__Objective__: Convert the material below into a JSON list of strings, with one string for each line and blank lines omitted. Cover all of the material, but leave the pictures out of the result.

(Records from a data source)
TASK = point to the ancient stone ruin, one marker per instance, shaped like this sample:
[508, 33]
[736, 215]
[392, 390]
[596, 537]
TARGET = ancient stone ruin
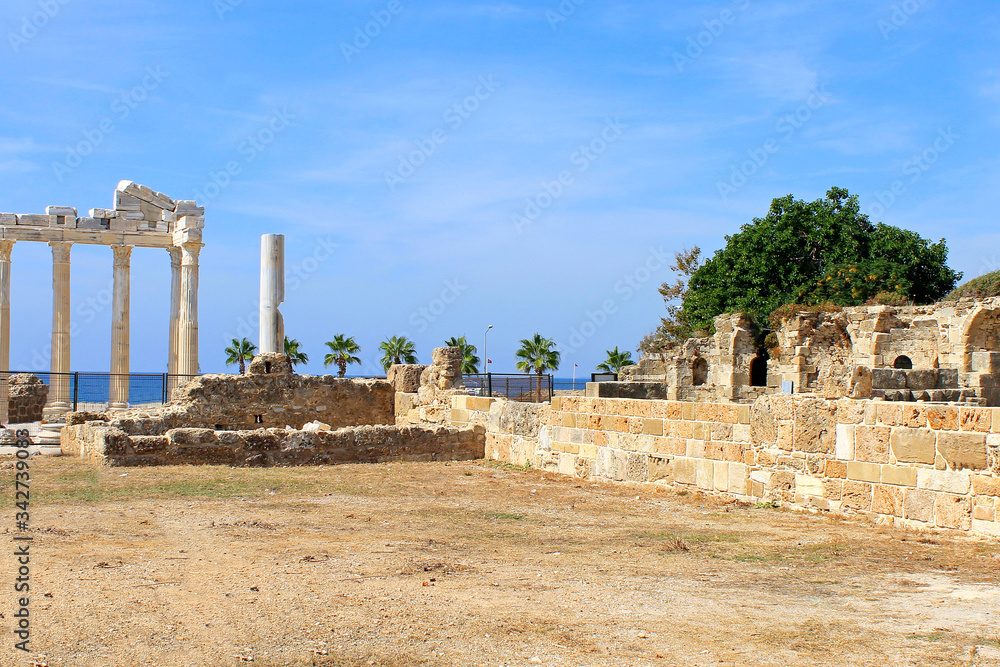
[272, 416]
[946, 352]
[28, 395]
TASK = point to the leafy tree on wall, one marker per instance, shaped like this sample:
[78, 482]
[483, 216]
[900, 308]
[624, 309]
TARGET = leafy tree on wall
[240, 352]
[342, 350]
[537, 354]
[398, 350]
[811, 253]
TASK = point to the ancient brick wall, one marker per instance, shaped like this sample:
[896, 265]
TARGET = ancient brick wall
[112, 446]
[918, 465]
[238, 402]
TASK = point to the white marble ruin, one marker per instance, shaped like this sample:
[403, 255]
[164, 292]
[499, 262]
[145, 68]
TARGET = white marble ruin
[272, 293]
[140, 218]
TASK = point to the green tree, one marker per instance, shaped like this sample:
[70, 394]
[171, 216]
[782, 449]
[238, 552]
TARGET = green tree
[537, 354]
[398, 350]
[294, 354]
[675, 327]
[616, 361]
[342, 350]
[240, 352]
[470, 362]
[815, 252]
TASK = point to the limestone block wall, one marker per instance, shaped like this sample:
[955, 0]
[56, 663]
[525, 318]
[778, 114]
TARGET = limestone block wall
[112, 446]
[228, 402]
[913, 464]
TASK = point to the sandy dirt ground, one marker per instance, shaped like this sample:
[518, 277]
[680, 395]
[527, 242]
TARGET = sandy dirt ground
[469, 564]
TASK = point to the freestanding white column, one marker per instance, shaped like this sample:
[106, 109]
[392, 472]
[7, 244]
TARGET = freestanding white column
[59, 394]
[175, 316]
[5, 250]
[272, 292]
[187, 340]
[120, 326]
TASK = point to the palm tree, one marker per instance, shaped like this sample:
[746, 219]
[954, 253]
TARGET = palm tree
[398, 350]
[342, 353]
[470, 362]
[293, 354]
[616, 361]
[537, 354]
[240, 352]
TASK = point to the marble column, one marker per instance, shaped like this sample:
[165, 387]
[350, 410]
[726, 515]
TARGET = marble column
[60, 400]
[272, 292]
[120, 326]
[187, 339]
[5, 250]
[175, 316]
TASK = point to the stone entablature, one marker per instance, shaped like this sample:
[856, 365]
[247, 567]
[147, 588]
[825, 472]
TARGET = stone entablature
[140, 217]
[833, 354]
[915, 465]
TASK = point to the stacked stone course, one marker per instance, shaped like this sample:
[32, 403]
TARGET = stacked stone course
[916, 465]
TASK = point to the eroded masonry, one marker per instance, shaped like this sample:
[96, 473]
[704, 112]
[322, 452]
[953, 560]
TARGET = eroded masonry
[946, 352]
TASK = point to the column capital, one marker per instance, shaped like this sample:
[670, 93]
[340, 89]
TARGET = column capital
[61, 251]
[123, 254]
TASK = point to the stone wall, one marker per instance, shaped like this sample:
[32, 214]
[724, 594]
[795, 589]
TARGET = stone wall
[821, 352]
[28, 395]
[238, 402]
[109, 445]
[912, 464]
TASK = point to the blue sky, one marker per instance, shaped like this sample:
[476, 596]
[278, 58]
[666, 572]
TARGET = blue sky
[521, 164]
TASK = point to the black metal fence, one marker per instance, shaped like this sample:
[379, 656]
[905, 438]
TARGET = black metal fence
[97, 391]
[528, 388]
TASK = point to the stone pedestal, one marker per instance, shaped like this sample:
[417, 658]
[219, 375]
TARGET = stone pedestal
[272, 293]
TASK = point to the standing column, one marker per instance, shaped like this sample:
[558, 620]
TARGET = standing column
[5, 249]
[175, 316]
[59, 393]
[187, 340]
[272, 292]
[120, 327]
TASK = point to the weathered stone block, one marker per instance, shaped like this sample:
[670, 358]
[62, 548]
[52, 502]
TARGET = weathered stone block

__Expected answer__:
[
  "TASK = point to the ancient stone ruin, one marker per instance, shaped like this sample:",
  "[508, 33]",
  "[736, 215]",
  "[392, 390]",
  "[596, 537]",
  "TARGET = ancient stone ruin",
  "[272, 416]",
  "[946, 352]",
  "[28, 395]",
  "TASK = point to the leafy tree on wall, one marker per instance, shaped like this sample:",
  "[78, 482]",
  "[483, 216]",
  "[900, 308]",
  "[624, 309]",
  "TARGET = leafy tree on wall",
  "[240, 352]",
  "[342, 350]",
  "[537, 354]",
  "[398, 350]",
  "[811, 253]",
  "TASK = point to the ancient brick wall, one marker per instance, shaped like this sample:",
  "[896, 265]",
  "TARGET = ancient brick wall",
  "[112, 446]",
  "[918, 465]",
  "[238, 402]",
  "TASK = point to the white marble ruin, one marker per instance, shaped like this sample:",
  "[403, 255]",
  "[164, 292]",
  "[499, 262]",
  "[145, 68]",
  "TARGET = white marble ruin",
  "[272, 293]",
  "[140, 218]",
  "TASK = point to the green tree, one marker per instance, shaped like this sample:",
  "[70, 394]",
  "[171, 216]",
  "[782, 449]",
  "[238, 552]",
  "TARGET = green tree",
  "[537, 354]",
  "[398, 350]",
  "[294, 354]",
  "[675, 327]",
  "[616, 361]",
  "[342, 350]",
  "[240, 352]",
  "[470, 362]",
  "[815, 252]",
  "TASK = point to the limestone block wall, one marker per instance, shaped like this sample:",
  "[955, 0]",
  "[56, 663]",
  "[525, 318]",
  "[778, 114]",
  "TARGET = limestone block wall",
  "[112, 446]",
  "[228, 402]",
  "[913, 464]",
  "TASK = point to the sandy dirt ground, one marker per instance, shaped like this sample:",
  "[518, 277]",
  "[680, 395]",
  "[527, 242]",
  "TARGET = sandy dirt ground",
  "[469, 564]",
  "TASK = point to the freestanding white column, one marker per instance, shaped like this sample:",
  "[106, 109]",
  "[392, 472]",
  "[7, 244]",
  "TARGET = freestanding white column",
  "[59, 394]",
  "[175, 316]",
  "[5, 250]",
  "[272, 292]",
  "[187, 340]",
  "[120, 326]",
  "TASK = point to the palm tree, one marker per instance, shaped like this sample:",
  "[746, 219]",
  "[954, 253]",
  "TARGET = palm tree",
  "[398, 350]",
  "[342, 353]",
  "[470, 362]",
  "[293, 354]",
  "[616, 361]",
  "[537, 354]",
  "[240, 352]",
  "TASK = point to the marble column, one marker per instance, shaped like this sample:",
  "[165, 387]",
  "[350, 410]",
  "[726, 515]",
  "TARGET = marble column",
  "[60, 400]",
  "[272, 292]",
  "[120, 326]",
  "[187, 339]",
  "[5, 250]",
  "[175, 316]",
  "TASK = point to the stone entablature, one marker per instance, shaped like this sample:",
  "[856, 365]",
  "[247, 567]",
  "[147, 588]",
  "[825, 472]",
  "TARGET = stone entablature",
  "[140, 217]",
  "[833, 354]",
  "[915, 465]",
  "TASK = point to the stacked stone course, one marker per instance, shaped like this sample:",
  "[32, 403]",
  "TARGET = stacked stone course",
  "[916, 465]",
  "TASK = point to the eroded masonry, one marker per instance, shaped like this sample:",
  "[96, 473]",
  "[704, 112]",
  "[322, 452]",
  "[953, 560]",
  "TARGET = eroded masonry",
  "[946, 352]",
  "TASK = point to the column capital, one marker per instance, shaped like this sample:",
  "[670, 93]",
  "[340, 89]",
  "TARGET = column capital",
  "[61, 251]",
  "[123, 254]",
  "TASK = point to the stone wall, one marker per instance, shaped like this sample:",
  "[32, 214]",
  "[724, 594]",
  "[795, 589]",
  "TARGET = stone wall",
  "[821, 352]",
  "[28, 395]",
  "[238, 402]",
  "[109, 445]",
  "[912, 464]",
  "TASK = point to the blue sky, one marker per instance, shaped like this sample:",
  "[476, 596]",
  "[278, 58]",
  "[666, 572]",
  "TARGET = blue sky",
  "[521, 164]",
  "TASK = point to the black metal fence, one marker per instance, shaped like this sample:",
  "[379, 656]",
  "[905, 438]",
  "TARGET = black metal fence",
  "[97, 391]",
  "[528, 388]",
  "TASK = point to the stone pedestal, one marker per instance, shaped like this sample:",
  "[417, 658]",
  "[219, 375]",
  "TARGET = stone pedestal",
  "[272, 293]",
  "TASK = point to the standing column, one marker per instance, shaped like this sample:",
  "[558, 620]",
  "TARGET = standing column",
  "[5, 249]",
  "[175, 316]",
  "[59, 393]",
  "[187, 340]",
  "[272, 292]",
  "[120, 327]",
  "TASK = point to the weathered stone block, one marker per instance, shaped like this sample:",
  "[670, 358]",
  "[62, 548]",
  "[52, 502]",
  "TARGET = weathered stone block"
]